EXCERTO DO TEXTO –
------------------------

JÁ ESTÁ NA RUA A REVISTA LUSITANO DE ZURIQUE DE OUTUBRO. LEIA AQUI A COLABORAÇÃO MENSAL DE ARAGONEZ MARQUES.

19-10-2019

Do nosso cantinho para o vosso cantão- LARANJAS DOCES

LARANJAS DOCES

O meu avô chamava-se José Matias Marques e se fosse vivo teria hoje 150 anos. Só soubemos que tinha Matias no nome quando foi necessário, depois do funeral, pedir-se uma certidão de nascimento. Toda a vida assinou por José Marques, era conhecido por Senhor Marques, Marques Pintor (a sua profissão com que criou quatro filhos) mas de Matias, nada. Soube mais tarde pelo meu pai, que retirou Matias do nome, porque na terra, o Dominguizo, aldeia do sopé da Serra da Estrela onde nasceu até fugir da miséria, Matias era como se chamavam os burros, ao ponto de quando alguém queria ofender outro alguém, já dizia:

- Tu não passas de um Matias!

O meu avô era um grande contador de histórias e vivia com algumas dentro dele. A mim contava-me muitas, debaixo da laranjeira do quintal e as que eu mais gostava eram as do seu tempo de tropa, quando como telegrafista de Sidónio Pais, ouvia, relatava e respondia.

Quando os filhos resolveram abrir-lhe a carteira de couro, que ele nunca deixava tocar, ficaram surpresos, dentro dela não havia notas apesar de volumosa, gorda, inchada, atafulhada. Dentro tinha pensamentos, poemas, recortes de jornal, apontamentos manuscritos de histórias de vida e uma fotografia de Sidónio Pais.

Lembro-me do meu pai ter dito:

- E este quem é?

Perante a surpresa, uma vaidade e um carinho de saudade encheram-me de orgulho. O meu avô tinha histórias que as tinha contado só a mim.

------------------------

DADOS FORNECIDOS –

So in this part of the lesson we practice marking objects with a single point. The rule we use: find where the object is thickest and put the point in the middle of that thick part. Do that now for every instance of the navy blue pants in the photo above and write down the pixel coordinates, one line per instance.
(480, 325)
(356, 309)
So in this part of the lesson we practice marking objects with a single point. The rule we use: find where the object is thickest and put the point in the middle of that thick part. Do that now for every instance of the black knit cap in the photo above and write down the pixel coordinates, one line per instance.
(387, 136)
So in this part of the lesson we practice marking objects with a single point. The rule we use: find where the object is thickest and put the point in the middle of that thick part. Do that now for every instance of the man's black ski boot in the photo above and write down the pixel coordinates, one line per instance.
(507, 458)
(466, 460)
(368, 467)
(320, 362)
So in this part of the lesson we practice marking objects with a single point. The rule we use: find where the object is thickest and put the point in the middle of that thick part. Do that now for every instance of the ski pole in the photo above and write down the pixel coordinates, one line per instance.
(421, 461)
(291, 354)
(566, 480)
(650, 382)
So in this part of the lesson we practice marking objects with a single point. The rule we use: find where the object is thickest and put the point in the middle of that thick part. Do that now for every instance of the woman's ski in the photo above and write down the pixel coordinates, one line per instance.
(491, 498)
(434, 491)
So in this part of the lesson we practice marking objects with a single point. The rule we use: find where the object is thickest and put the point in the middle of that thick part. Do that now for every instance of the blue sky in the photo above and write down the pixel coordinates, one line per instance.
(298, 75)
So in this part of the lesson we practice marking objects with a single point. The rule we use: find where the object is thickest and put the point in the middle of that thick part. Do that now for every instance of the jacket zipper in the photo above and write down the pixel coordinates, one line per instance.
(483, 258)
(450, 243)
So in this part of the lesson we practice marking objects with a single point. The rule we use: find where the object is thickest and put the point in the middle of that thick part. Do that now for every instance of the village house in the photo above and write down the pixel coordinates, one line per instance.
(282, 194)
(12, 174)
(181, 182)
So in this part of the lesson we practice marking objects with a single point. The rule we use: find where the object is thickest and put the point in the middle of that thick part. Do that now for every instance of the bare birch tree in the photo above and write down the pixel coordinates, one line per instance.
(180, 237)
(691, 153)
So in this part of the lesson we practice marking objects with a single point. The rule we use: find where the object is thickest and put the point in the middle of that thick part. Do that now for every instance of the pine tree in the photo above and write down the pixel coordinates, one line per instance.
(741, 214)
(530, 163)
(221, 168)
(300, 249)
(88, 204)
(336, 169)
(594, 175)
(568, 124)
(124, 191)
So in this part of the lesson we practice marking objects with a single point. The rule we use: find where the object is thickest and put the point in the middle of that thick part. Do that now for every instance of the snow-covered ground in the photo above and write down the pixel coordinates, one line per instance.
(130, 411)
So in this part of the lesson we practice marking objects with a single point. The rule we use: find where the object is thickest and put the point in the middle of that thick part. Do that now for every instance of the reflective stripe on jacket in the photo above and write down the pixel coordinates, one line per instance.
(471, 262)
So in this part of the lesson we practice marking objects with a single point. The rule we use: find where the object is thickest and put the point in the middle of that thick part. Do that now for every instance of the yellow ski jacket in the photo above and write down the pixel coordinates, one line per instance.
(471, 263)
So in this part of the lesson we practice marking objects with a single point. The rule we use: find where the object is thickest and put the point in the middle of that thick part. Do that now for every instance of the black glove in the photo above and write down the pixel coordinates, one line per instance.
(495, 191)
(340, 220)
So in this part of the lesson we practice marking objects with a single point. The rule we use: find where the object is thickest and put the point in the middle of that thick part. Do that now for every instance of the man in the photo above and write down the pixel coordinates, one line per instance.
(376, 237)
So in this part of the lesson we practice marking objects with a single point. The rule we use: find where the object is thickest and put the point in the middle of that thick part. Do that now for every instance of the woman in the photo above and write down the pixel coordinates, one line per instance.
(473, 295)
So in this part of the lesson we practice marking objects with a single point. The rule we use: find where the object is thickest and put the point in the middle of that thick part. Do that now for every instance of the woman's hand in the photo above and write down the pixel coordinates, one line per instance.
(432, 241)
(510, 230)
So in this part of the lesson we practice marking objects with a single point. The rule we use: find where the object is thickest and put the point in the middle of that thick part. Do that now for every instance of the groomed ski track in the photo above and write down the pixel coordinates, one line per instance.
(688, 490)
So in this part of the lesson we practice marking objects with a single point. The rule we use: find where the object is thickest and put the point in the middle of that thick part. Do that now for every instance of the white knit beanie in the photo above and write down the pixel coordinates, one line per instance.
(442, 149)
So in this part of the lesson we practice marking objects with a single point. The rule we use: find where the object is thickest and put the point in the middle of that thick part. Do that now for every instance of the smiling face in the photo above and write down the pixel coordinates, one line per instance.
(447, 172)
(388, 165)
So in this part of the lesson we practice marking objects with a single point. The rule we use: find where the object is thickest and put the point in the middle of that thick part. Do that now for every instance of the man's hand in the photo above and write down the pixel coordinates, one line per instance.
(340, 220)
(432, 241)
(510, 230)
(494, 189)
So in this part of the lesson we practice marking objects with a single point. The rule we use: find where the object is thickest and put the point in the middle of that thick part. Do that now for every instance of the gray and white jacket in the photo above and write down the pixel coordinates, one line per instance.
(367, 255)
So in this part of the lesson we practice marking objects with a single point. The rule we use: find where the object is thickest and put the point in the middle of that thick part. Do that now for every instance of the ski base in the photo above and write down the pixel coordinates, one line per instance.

------------------------

REQUISITOS DO EXERCÍCIO –
Cite da crónica sobre o avô tudo o que vai de "O meu avô chamava-se" até "de um Matias!".

RESPOSTA À TAREFA –
O meu avô chamava-se José Matias Marques e se fosse vivo teria hoje 150 anos. Só soubemos que tinha Matias no nome quando foi necessário, depois do funeral, pedir-se uma certidão de nascimento. Toda a vida assinou por José Marques, era conhecido por Senhor Marques, Marques Pintor (a sua profissão com que criou quatro filhos) mas de Matias, nada. Soube mais tarde pelo meu pai, que retirou Matias do nome, porque na terra, o Dominguizo, aldeia do sopé da Serra da Estrela onde nasceu até fugir da miséria, Matias era como se chamavam os burros, ao ponto de quando alguém queria ofender outro alguém, já dizia:

- Tu não passas de um Matias!